● Exercise description
Copy, in full, each line of the material that holds the word "blue".

━━━━━━━━━━━━━━━━━━━━━━━━━━━━━━

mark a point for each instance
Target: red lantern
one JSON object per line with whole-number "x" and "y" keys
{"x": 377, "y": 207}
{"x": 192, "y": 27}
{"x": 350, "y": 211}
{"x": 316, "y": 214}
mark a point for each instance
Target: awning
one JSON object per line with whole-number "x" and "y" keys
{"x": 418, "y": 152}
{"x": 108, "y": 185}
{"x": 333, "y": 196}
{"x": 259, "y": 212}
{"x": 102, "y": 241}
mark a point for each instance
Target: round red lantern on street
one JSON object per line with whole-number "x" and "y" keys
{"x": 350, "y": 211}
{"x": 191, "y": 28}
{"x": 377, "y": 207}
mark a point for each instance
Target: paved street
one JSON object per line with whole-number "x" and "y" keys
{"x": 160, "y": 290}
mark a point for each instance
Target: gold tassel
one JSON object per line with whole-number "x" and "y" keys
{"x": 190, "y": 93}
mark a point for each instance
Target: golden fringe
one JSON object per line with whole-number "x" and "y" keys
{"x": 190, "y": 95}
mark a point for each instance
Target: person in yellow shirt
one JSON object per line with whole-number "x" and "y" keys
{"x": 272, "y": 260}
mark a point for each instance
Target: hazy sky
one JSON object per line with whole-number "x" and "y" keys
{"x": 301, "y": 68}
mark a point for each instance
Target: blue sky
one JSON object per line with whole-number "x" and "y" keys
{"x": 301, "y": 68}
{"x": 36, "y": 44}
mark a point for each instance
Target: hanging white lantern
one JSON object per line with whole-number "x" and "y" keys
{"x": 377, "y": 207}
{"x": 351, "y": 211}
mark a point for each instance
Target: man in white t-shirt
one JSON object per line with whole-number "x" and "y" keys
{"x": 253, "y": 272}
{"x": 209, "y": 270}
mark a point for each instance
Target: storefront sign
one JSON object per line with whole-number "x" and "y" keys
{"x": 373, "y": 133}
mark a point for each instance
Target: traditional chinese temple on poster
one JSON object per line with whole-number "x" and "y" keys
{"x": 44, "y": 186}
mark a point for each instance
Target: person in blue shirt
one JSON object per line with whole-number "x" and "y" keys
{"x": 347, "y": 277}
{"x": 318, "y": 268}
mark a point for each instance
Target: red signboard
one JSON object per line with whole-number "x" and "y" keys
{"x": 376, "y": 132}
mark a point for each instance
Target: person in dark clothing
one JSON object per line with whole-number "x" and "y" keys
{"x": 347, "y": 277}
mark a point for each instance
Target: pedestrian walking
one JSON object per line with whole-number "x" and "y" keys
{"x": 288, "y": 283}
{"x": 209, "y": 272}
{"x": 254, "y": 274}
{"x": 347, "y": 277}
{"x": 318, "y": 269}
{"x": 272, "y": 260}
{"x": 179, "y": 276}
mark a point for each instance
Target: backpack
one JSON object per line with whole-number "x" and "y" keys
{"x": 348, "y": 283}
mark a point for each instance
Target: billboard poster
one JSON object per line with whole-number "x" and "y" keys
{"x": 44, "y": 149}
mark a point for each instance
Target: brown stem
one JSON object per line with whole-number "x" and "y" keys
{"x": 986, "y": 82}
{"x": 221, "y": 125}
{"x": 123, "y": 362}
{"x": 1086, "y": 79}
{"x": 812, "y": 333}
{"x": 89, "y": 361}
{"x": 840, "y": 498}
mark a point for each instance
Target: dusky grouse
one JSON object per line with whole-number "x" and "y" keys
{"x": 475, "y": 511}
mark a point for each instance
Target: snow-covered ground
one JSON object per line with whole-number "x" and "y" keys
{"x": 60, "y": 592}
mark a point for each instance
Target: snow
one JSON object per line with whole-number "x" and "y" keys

━━━━━━━━━━━━━━━━━━━━━━━━━━━━━━

● Solution for this task
Target: blue sky
Target: person in blue shirt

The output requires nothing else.